§ **WHAT THE TASK ASKS**
Swap "embankment" for "slope" in the records, starting with the line that contains "of the grassy" and going on through the end of the records, and give only those lines back with everything else unchanged.

§ **ENTRIES PROVIDED**
——

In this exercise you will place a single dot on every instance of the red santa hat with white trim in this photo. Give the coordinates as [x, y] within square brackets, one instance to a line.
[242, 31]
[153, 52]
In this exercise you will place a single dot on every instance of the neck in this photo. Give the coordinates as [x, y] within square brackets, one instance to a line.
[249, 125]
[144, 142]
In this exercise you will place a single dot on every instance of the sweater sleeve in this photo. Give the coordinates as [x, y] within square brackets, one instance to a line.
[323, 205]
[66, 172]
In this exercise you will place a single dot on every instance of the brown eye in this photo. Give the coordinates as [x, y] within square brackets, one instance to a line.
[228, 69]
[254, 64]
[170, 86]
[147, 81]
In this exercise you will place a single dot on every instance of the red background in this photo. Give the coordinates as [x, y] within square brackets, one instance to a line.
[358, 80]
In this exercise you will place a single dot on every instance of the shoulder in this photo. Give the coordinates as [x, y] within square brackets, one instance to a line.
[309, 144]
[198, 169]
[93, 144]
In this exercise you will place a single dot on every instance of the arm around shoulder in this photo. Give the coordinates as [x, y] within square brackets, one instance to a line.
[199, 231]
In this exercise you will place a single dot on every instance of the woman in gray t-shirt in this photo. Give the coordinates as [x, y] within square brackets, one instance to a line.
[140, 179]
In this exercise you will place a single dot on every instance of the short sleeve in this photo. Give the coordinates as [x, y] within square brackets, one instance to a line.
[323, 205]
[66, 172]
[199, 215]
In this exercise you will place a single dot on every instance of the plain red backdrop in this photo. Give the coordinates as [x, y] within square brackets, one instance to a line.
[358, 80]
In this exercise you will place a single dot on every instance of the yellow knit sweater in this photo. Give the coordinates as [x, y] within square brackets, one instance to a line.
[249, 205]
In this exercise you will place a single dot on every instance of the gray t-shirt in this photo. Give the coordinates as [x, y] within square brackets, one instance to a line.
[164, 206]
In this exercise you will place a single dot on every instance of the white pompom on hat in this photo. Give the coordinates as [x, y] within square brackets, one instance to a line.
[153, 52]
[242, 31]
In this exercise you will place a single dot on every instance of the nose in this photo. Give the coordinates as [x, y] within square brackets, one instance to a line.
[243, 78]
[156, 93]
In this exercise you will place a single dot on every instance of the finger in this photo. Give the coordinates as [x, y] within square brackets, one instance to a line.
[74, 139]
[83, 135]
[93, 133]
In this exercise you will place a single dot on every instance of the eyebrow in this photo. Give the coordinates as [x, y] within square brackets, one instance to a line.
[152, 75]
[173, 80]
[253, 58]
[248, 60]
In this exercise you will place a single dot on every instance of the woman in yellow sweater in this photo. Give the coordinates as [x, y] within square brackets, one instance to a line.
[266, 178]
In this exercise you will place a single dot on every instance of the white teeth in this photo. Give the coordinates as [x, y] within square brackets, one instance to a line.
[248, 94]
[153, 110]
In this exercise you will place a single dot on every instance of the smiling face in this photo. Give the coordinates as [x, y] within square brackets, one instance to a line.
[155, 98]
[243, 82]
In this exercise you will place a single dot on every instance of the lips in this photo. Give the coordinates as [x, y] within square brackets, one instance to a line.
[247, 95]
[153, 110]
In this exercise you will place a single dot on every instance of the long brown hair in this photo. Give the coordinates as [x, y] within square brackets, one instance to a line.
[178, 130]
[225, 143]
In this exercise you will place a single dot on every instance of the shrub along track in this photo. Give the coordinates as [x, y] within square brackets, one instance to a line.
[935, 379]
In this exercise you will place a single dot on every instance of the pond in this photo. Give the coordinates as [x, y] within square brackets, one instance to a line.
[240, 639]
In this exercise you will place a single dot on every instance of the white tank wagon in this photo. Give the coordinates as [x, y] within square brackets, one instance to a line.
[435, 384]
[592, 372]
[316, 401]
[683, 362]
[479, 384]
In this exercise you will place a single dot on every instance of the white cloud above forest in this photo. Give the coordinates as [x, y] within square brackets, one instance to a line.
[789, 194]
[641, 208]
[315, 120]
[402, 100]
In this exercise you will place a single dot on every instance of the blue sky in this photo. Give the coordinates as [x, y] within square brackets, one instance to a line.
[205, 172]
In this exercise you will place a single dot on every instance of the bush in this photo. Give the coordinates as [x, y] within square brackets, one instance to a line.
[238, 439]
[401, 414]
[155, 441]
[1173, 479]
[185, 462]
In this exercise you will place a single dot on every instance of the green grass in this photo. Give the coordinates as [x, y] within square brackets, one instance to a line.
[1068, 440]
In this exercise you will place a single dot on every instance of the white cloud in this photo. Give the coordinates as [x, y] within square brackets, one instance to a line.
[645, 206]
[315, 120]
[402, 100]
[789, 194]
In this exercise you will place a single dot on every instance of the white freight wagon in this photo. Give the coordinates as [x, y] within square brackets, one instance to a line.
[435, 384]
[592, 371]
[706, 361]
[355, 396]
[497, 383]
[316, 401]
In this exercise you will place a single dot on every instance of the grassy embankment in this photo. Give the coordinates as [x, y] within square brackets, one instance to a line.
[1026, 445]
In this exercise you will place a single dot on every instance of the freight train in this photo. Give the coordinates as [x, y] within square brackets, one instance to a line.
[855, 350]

——

§ **FINISHED TASK**
In this exercise you will place a single dot on every instance of the grassy slope in this photo. Give the coordinates as [x, y] within square brackets, one instance to a line.
[1026, 445]
In this exercise you will place a single dot on every instance of the freight train in this photo. Give the coordinates as [x, y] within square brackets, one instance to a line.
[855, 350]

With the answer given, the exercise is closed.